*** Opening of Document excerpt ***

Responsible: ITC,  WST & WUT  & BUTE

Assistance:  PRO, NOM, all partners

 

Our objectives in this project is to research patterns in financial transactions to aid in the assessment of financial risk and detection of fraud in the following areas:

The goal of any pattern recognition systems is to make good predictions for new data, they have to have enough adaptability and generalisation to be able to deal with new patterns.  It is essential in the use of pattern detection systems, to have an understanding of data that creates the patterns, this is particularly important where linear techniques are used e.g. a rule-based expert system. But it is also very important for artificial neural networks, although they allow for fewer restrictions because of their general-purpose nature.

All fraud detection systems are essentially pattern recognition systems; they are designed to find fraudulent behaviour using only the fraction of the data that is available and accessible to the system. 

This research is an ambiguous attempt to build a reference for people involved in financial risk management, and to encourage research it this area. It is the purpose of this research to describe and analyse available data with the intention of using it to form rules or features for patterns in fraud detection systems. In the process, it will describe the environment of fraud detection.

*** Close of Document excerpt ***
*** Opening of Exercise data ***

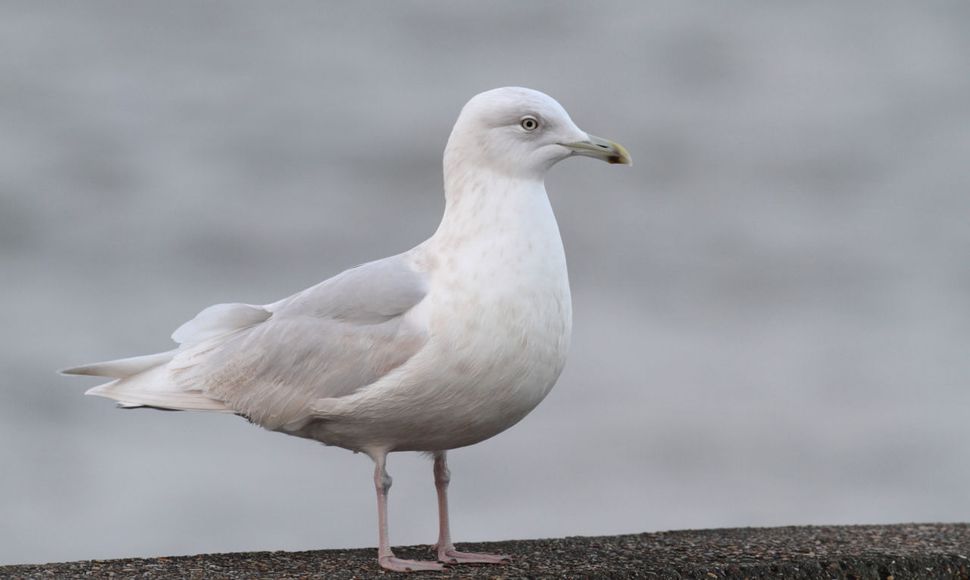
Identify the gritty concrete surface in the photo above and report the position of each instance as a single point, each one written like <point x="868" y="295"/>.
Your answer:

*** Close of Exercise data ***

__What you need to do__:
**A)** Answer these questions from the fraud detection project description:
(i) Which partners are named as responsible?
(ii) What kind of systems does the description say all fraud detection systems essentially are?
(iii) What does the research intend to use the available data to form?
**B)** According to the fraud detection project description, why must pattern recognition systems have adaptability and generalization? Answer in one to three sentences.
**C)** Continue the fraud detection project description from its last sentence.

__Expected outputs__:
**A)**
(i) ITC, WST, WUT and BUTE.
(ii) Pattern recognition systems.
(iii) Rules or features for patterns in fraud detection systems.

**B)** The goal of any pattern recognition system is to make good predictions for new data. To do that, it needs enough adaptability and generalization to deal with new patterns.

**C)**
Moreover, in this JPA emphasis will  be put on Portfolio Management on one hand, Insurance on the other hand. A key element of innovation we would like to introduce into the project are beyond current state-of-the-art portfolio management and risk management strategies. Existing mathematical or stochastical models usually do only compare different assets of one class or type. What is required here is an extension, enabling the comparison of different assets belong to different asset classes in precise mathematical terms. This is to be described as Homogeneous Portfolio Model. If the overall amount of investments made by a client is regarded as a portfolio, the following questions are usually raised:

1)   Is the customer's portfolio really tailored according to his real risk tolerance?

2)   What strategies have to be applied in order to optimise the portfolio?

3)   Is the portfolio's diversification high enough in order to avoid certain (so-called non-systematic) risks?

Theories and methods to be applied here can be derived from Mathematical and Stochastical Portfolio Theory and Risk Management Theory. Special Programming Techniques include Agent Technology, Monte-Carlo Simulation and Genetic Algorithms. The goal is here to develop models enabling the measurement of the real risk tolerance of a client. Such models will have to rely on recent contributions to economic theory, as made by Kahneman, recent Nobel Prize winner in Economics, and others. Again such techniques are beyond current state-of-the-art.